* [Directive 1] Can you convert the records, from the line containing "Look at the photo above. For each instance of the white" through the line containing "pixel 90 156", into a JSON list of strings with one string per line and blank lines left out?

* [Reading text]
+ + + + +
In the following example, the call b.foo() can be interpreted two ways,
depending on your reading of the ARM:

1) Illegal, since A is a private base class of B and so &b cannot be
converted to an A*.
2) Legal, because of the access declaration.

It seems to me that if you take position 1, you render access decls useless
for methods.  On the other hand, if you take position 2 (as does Cfront),
you subvert checking on pointer conversions.  I at least feel that this
should be stated explicitly in the standard.

Thoughts?

class A {
  public:
    void foo ();
};

class B: private A {
  public:
    A::foo;
};

void bar () {
  B b;
  b.foo ();
}

jason@cygnus.com (Jason Merrill) writes:

>In the following example, the call b.foo() can be interpreted two ways,
>depending on your reading of the ARM:
>
>1) Illegal, since A is a private base class of B and so &b cannot be
>converted to an A*.
>2) Legal, because of the access declaration.

(2) is the correct interpretation.  See the example at the bottom of page
246 in section 11.3 of the ARM.

>It seems to me that if you take position 1, you render access decls useless
>for methods.  On the other hand, if you take position 2 (as does Cfront),
>you subvert checking on pointer conversions.

No, it is still illegal to convert from a B* to an A*.

>class B: private A {
>  public:
>    A::foo;
>};

The access declaration makes A::foo public in B.
It is as if you had written

 class B : private A {
 public:
  void foo() { A::foo(); }
 };

There are no pointer conversions involved.

--
Fergus Henderson - fjh@munta.cs.mu.OZ.AU
+ + + + +
* [Data for this task]
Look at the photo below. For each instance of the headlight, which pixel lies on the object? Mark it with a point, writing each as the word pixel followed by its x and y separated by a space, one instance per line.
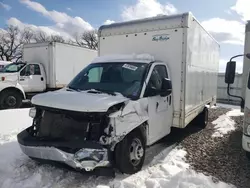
pixel 32 112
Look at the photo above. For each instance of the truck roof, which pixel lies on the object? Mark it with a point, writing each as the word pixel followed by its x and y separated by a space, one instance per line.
pixel 150 24
pixel 40 44
pixel 136 58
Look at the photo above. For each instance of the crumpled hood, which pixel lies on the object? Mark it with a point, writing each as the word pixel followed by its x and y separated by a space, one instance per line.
pixel 78 101
pixel 9 76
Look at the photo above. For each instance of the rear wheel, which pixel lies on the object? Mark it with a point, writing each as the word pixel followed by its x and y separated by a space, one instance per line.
pixel 202 118
pixel 248 155
pixel 10 99
pixel 130 153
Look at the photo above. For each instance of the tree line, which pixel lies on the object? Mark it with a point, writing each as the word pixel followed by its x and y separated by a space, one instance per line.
pixel 12 39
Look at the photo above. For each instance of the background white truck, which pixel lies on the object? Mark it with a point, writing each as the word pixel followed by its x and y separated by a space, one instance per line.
pixel 245 95
pixel 121 103
pixel 4 64
pixel 46 66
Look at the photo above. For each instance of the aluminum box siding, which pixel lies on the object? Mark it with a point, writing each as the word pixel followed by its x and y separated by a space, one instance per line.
pixel 69 61
pixel 145 25
pixel 202 63
pixel 246 61
pixel 169 51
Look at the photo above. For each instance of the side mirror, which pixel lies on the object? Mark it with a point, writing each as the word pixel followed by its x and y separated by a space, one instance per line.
pixel 166 87
pixel 230 72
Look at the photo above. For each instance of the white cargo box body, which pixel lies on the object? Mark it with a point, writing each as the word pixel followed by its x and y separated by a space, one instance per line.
pixel 62 62
pixel 191 54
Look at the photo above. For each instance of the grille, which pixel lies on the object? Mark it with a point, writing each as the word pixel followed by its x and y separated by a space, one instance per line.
pixel 51 124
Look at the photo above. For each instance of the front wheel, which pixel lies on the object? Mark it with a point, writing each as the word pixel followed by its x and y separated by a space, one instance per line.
pixel 130 153
pixel 10 99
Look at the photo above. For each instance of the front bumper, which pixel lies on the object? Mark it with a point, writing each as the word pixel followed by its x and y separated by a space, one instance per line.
pixel 246 143
pixel 90 156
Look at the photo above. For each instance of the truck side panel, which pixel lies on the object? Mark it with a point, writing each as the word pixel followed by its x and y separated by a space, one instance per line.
pixel 39 53
pixel 202 63
pixel 246 61
pixel 169 51
pixel 69 61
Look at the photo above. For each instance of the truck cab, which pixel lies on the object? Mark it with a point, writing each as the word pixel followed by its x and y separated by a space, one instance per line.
+ + + + +
* [Directive 2] Could you reproduce the part of the access-declaration thread that opens with the words "(2) is the correct" and closes with "B* to an A*."?

* [Task answer 1]
[
  "Look at the photo above. For each instance of the white cargo box body, which pixel lies on the object? Mark it with a point, writing each as the word pixel followed by its x and y separated by a space, one instance per line.",
  "pixel 62 62",
  "pixel 191 54",
  "Look at the photo above. For each instance of the grille, which pixel lies on the object? Mark it with a point, writing each as the word pixel followed by its x and y separated by a space, one instance per line.",
  "pixel 51 124",
  "Look at the photo above. For each instance of the front wheel, which pixel lies on the object? Mark it with a point, writing each as the word pixel followed by its x and y separated by a space, one instance per line.",
  "pixel 130 153",
  "pixel 10 99",
  "Look at the photo above. For each instance of the front bumper, which pixel lies on the object? Mark it with a point, writing each as the word pixel followed by its x and y separated by a space, one instance per line.",
  "pixel 246 143",
  "pixel 90 156"
]

* [Task answer 2]
(2) is the correct interpretation.  See the example at the bottom of page
246 in section 11.3 of the ARM.

>It seems to me that if you take position 1, you render access decls useless
>for methods.  On the other hand, if you take position 2 (as does Cfront),
>you subvert checking on pointer conversions.

No, it is still illegal to convert from a B* to an A*.